### EXERCISE MATERIALS
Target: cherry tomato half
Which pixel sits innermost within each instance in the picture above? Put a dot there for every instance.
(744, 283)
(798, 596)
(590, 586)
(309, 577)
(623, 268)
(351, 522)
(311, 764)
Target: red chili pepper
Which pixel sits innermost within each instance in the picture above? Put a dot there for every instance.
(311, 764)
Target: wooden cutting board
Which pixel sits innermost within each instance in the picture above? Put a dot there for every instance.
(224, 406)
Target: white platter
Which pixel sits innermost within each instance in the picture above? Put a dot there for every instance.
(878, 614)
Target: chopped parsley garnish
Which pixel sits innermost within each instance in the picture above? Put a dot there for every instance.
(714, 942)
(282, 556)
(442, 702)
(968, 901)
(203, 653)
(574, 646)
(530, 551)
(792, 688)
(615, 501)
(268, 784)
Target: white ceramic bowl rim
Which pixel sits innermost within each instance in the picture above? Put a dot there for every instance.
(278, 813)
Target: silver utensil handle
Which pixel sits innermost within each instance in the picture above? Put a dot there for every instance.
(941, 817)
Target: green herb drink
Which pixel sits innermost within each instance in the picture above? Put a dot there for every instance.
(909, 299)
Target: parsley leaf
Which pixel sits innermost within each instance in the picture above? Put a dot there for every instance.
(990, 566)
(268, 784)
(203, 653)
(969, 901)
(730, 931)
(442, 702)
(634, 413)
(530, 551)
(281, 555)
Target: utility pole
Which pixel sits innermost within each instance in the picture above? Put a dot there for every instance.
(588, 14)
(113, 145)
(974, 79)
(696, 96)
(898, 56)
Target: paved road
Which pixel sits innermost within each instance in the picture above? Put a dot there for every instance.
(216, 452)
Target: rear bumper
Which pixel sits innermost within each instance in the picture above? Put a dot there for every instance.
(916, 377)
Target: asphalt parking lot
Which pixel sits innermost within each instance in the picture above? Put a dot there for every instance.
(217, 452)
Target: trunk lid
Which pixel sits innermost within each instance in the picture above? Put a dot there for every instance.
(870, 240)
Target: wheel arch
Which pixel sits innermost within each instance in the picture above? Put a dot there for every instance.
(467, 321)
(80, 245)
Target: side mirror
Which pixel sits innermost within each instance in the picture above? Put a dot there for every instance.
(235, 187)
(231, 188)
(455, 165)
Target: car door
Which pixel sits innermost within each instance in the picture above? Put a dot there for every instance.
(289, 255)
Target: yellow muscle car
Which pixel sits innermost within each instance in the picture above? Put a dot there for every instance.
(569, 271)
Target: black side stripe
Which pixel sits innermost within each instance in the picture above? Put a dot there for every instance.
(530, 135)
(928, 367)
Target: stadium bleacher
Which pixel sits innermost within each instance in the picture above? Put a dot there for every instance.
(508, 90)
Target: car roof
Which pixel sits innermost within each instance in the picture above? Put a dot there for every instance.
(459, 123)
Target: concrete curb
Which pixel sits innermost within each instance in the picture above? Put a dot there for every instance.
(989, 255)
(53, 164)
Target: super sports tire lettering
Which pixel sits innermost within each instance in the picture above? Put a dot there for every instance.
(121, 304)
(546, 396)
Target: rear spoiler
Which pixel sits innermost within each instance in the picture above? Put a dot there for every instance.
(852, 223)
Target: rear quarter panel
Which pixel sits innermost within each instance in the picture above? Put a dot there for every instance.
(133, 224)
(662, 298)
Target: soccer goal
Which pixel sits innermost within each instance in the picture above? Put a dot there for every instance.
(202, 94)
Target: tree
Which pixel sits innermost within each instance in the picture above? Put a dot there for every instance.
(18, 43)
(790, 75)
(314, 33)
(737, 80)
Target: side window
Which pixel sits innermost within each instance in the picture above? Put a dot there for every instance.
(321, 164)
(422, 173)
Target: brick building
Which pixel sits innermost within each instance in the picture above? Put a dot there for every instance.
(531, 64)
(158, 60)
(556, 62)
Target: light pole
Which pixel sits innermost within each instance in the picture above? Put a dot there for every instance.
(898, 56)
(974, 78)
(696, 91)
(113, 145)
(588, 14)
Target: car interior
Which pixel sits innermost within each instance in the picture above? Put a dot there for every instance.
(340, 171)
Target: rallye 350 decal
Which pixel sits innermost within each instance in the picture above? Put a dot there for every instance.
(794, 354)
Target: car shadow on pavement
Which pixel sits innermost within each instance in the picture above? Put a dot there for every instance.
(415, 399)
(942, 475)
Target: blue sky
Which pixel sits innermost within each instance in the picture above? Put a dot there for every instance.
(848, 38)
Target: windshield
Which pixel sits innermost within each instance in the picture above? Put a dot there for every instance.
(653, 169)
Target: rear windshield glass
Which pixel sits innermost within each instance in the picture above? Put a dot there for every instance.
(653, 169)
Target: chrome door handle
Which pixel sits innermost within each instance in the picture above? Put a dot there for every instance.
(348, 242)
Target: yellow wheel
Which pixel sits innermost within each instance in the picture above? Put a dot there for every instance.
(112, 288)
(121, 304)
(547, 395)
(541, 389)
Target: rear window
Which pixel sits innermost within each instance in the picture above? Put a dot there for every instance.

### TASK BRIEF
Present every line of the listing above as a JSON list of strings, one string per line, omitting any blank lines.

### EXERCISE RESULT
[
  "Target: cherry tomato half",
  "Which pixel sits innermost within each instance in the picture above? Put a dot there for every instance.",
  "(744, 283)",
  "(798, 596)",
  "(590, 586)",
  "(309, 577)",
  "(623, 268)",
  "(351, 522)",
  "(311, 764)",
  "Target: red chili pepper",
  "Which pixel sits innermost within each instance in the picture above? Put a dot there for every instance.",
  "(311, 764)",
  "Target: wooden cutting board",
  "Which pixel sits innermost within each instance in the picture above? Put a dot there for every instance.",
  "(224, 406)",
  "Target: white platter",
  "Which pixel sits innermost within each instance in the picture above? Put a dot there for every instance.",
  "(878, 614)",
  "Target: chopped parsley garnish",
  "Which pixel sits innermost within each instance in the picture above? Put a dot there for every instance.",
  "(714, 942)",
  "(282, 556)",
  "(442, 702)",
  "(968, 901)",
  "(203, 653)",
  "(574, 646)",
  "(530, 551)",
  "(792, 688)",
  "(615, 501)",
  "(268, 784)",
  "Target: white ceramic bowl rim",
  "Which pixel sits innermost within each instance in the picture above? Put a dot there for every instance.",
  "(278, 813)",
  "Target: silver utensil handle",
  "Which pixel sits innermost within each instance in the picture above? Put a dot there for every instance.",
  "(941, 817)",
  "Target: green herb drink",
  "Which pixel sits innermost within each instance in the picture above? Put a dot there for every instance.",
  "(909, 299)",
  "Target: parsley leaf",
  "Which pixel sits innermost within each instance in the picture above? Put a dot there for every instance.",
  "(990, 566)",
  "(268, 784)",
  "(203, 653)",
  "(969, 901)",
  "(730, 931)",
  "(442, 702)",
  "(634, 413)",
  "(530, 551)",
  "(281, 555)",
  "Target: utility pole",
  "Which pixel sits innermost within each instance in the picture above? Put a dot there for every instance.",
  "(588, 14)",
  "(113, 145)",
  "(974, 79)",
  "(696, 96)",
  "(898, 56)",
  "Target: paved road",
  "Which pixel sits innermost within each instance in the picture above? Put a dot there for every instance.",
  "(216, 452)",
  "Target: rear bumper",
  "Which pixel sits innermost within each instance in the picture above? Put a dot there for every instance.",
  "(916, 377)",
  "Target: asphalt parking lot",
  "Which pixel sits innermost within each instance in the picture above? Put a dot there for every instance.",
  "(217, 452)",
  "Target: trunk lid",
  "Which pixel sits innermost within each instance in the picture above? Put a dot there for every instance.",
  "(870, 240)",
  "Target: wheel arch",
  "Which pixel sits innermost within each instance in the picture above? Put a dot there for every instance.",
  "(467, 321)",
  "(80, 245)",
  "Target: side mirror",
  "Which pixel sits innermost within each instance in the picture above? Put a dot there for every instance.",
  "(235, 187)",
  "(231, 188)",
  "(455, 165)",
  "Target: car door",
  "Which pixel sits innermost within each instance in the picture above? Put a dot there for every instance.",
  "(289, 255)",
  "Target: yellow muscle car",
  "Which pixel sits innermost within each instance in the picture above? Put a dot there for every instance.",
  "(569, 271)",
  "Target: black side stripe",
  "Which pixel sits innermost within each instance in the picture above? Put a dot there for every instance.",
  "(530, 135)",
  "(928, 367)",
  "Target: stadium bleacher",
  "Which pixel sits innermost within each instance in the picture above? Put a dot there for every instance.",
  "(508, 90)",
  "Target: car roof",
  "Which pixel sits innermost within each instance in the picture above? Put a dot there for every instance.",
  "(459, 123)",
  "Target: concrete curb",
  "Which pixel sits innermost within each instance in the picture above? Put a dot there for every instance.",
  "(989, 255)",
  "(53, 164)",
  "Target: super sports tire lettering",
  "Which pixel sits innermost within each instance in the picture above? Put a dot there for every instance.",
  "(121, 304)",
  "(546, 396)",
  "Target: rear spoiler",
  "Which pixel sits innermost within each instance in the picture above? Put a dot there for every instance.",
  "(852, 223)",
  "Target: rear quarter panel",
  "Which pixel sits innermost within each instance in the picture above? Put a dot there for every instance.",
  "(133, 224)",
  "(662, 298)",
  "Target: soccer goal",
  "Which pixel sits innermost within each instance in the picture above? Put a dot there for every instance.",
  "(202, 94)",
  "Target: tree",
  "Which pixel sits innermost within each instance in the picture above? Put a dot there for every instance.",
  "(18, 43)",
  "(790, 75)",
  "(314, 33)",
  "(737, 80)",
  "Target: side window",
  "Which pixel sits innermost within each instance in the picture above? Put a dot there for every instance.",
  "(321, 164)",
  "(422, 173)",
  "Target: brick building",
  "Which pixel sits innermost within each instance in the picture above? Put a dot there for every instance.",
  "(531, 64)",
  "(158, 60)",
  "(556, 62)",
  "Target: light pole",
  "Which pixel sits innermost within each instance in the picture above? Put a dot there for every instance.",
  "(898, 56)",
  "(974, 78)",
  "(696, 91)",
  "(113, 145)",
  "(588, 14)",
  "Target: car interior",
  "Which pixel sits innermost within each instance in the picture above? Put a dot there for every instance.",
  "(340, 171)",
  "Target: rallye 350 decal",
  "Which pixel sits innermost within each instance in the picture above? Put a dot there for every instance.",
  "(794, 354)",
  "Target: car shadow on pavement",
  "Which pixel sits innermost within each instance in the picture above? Put a dot there for every instance.",
  "(415, 399)",
  "(942, 475)",
  "Target: blue sky",
  "Which pixel sits innermost within each instance in the picture above? Put a dot there for every instance.",
  "(848, 38)",
  "Target: windshield",
  "Which pixel sits innermost within each instance in the picture above? Put a dot there for every instance.",
  "(653, 169)",
  "Target: rear windshield glass",
  "Which pixel sits innermost within each instance in the picture above? Put a dot there for every instance.",
  "(653, 169)",
  "Target: chrome door handle",
  "Which pixel sits innermost within each instance in the picture above? Put a dot there for every instance.",
  "(348, 242)",
  "Target: yellow wheel",
  "Which pixel sits innermost within each instance in the picture above? Put a dot there for every instance.",
  "(112, 288)",
  "(121, 304)",
  "(547, 395)",
  "(541, 389)",
  "Target: rear window",
  "Which pixel sits innermost within each instance in the picture above? Put a dot there for every instance."
]